── Extracted data

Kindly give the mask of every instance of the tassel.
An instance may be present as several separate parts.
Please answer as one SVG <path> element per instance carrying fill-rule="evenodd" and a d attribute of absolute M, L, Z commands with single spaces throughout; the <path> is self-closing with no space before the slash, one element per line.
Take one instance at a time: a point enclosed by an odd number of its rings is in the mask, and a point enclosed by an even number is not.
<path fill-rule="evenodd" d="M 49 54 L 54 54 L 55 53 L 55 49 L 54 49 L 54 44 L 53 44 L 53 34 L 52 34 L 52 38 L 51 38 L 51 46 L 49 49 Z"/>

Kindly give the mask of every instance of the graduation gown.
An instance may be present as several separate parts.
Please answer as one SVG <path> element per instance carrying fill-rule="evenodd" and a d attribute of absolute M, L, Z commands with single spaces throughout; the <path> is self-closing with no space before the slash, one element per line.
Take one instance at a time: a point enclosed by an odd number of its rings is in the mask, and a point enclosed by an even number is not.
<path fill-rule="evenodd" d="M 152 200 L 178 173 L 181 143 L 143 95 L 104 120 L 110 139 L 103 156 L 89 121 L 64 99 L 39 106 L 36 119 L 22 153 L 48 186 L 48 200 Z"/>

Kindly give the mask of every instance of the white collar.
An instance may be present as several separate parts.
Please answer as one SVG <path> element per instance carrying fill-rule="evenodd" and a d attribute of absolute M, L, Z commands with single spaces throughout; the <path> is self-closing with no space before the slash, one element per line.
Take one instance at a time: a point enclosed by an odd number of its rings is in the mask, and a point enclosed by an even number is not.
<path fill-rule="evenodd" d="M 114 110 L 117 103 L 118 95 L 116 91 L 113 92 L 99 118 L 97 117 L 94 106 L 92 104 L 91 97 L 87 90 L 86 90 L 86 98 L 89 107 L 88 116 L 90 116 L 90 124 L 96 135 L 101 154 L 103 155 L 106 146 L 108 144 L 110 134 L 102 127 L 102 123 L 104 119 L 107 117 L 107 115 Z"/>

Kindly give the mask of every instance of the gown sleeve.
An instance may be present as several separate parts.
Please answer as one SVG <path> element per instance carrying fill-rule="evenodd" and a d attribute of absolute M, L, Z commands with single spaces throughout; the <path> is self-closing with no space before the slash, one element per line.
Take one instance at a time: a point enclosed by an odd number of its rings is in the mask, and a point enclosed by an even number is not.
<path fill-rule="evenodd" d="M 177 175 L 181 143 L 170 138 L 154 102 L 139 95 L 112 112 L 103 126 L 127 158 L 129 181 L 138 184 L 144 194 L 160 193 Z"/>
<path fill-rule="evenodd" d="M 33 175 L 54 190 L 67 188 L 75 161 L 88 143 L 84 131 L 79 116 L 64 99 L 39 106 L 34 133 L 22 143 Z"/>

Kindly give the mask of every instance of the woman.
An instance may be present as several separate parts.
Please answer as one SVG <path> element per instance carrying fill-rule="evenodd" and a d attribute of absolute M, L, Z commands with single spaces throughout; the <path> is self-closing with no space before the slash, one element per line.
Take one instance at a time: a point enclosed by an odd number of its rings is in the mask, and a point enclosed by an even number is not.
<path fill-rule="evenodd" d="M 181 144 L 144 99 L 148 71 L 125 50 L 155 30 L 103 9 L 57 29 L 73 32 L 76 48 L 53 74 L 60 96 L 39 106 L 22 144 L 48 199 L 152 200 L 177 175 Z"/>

────

(Set task): Filter the entries above down to the lines containing the string "every"; matching is case-sensitive.

(Written response):
Kindly give the mask of every instance of the tassel.
Kindly give the mask of every instance of the graduation gown.
Kindly give the mask of every instance of the white collar.
Kindly give the mask of every instance of the gown sleeve.
Kindly give the mask of every instance of the woman.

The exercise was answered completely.